What the task asks » Print the passage on prison discipline below word for word, in full.

Source passage »
— START —

This page has been validated.
326
Our Habitual Criminals.
[August,

Speaking of the conduct of warders generally towards prisoners in the close prisons, one of the governors said they were not cruel as a rule, but that the difficulty is to get them to regard convicts as human beings at all. An iron rule has no sanction but itself and always tempts its subjects to evade it when they may; and so men at Spike will talk corruptly when they can, who at Lusk would be abashed by the public opinion of the place. Of course I do not mean that the great gangs at the public works could be allowed the relaxations of Lusk; I but argue for classification and modification in which the humanizing influences may have a place, and that thus working parties less unwieldy and more portable than those described by Mr. Bernays may be practicable. For example, I spoke of public schools. We all know the salutary results of the prefect system in these, by which a couple of trustworthy lads in each form officer the rest, and thus a self-working disciplinary system, quite apart from the government of the masters, operates amongst the boys inter se and effectuates a public opinion which no master rule could enforce. Might not this be imitated by a system of good conduct badges—"G. C." worn on the coat sleeve by prisoners who had earned it, one or two of whom should be told off to each working party, acting in harmony with the trade warder, not to enforce an iron silence, but to discountenance talk unnecessary or vile? Would not this tend to facilitate the acquisition of labour skill, and might not the gangs be thus made susceptible of subformation and portability according to the exigencies of the work, and so made to fit in with or supplement free labour in tidal works or otherwise? At least it would not be necessary that the whole gang should stand still as we have seen, because no one could be trusted to take a message to the absent foreman.

— END —

Dataset content »
— START —

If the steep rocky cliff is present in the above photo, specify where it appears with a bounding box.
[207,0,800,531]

— END —

Response to this task »
This page has been validated.
326
Our Habitual Criminals.
[August,

Speaking of the conduct of warders generally towards prisoners in the close prisons, one of the governors said they were not cruel as a rule, but that the difficulty is to get them to regard convicts as human beings at all. An iron rule has no sanction but itself and always tempts its subjects to evade it when they may; and so men at Spike will talk corruptly when they can, who at Lusk would be abashed by the public opinion of the place. Of course I do not mean that the great gangs at the public works could be allowed the relaxations of Lusk; I but argue for classification and modification in which the humanizing influences may have a place, and that thus working parties less unwieldy and more portable than those described by Mr. Bernays may be practicable. For example, I spoke of public schools. We all know the salutary results of the prefect system in these, by which a couple of trustworthy lads in each form officer the rest, and thus a self-working disciplinary system, quite apart from the government of the masters, operates amongst the boys inter se and effectuates a public opinion which no master rule could enforce. Might not this be imitated by a system of good conduct badges—"G. C." worn on the coat sleeve by prisoners who had earned it, one or two of whom should be told off to each working party, acting in harmony with the trade warder, not to enforce an iron silence, but to discountenance talk unnecessary or vile? Would not this tend to facilitate the acquisition of labour skill, and might not the gangs be thus made susceptible of subformation and portability according to the exigencies of the work, and so made to fit in with or supplement free labour in tidal works or otherwise? At least it would not be necessary that the whole gang should stand still as we have seen, because no one could be trusted to take a message to the absent foreman.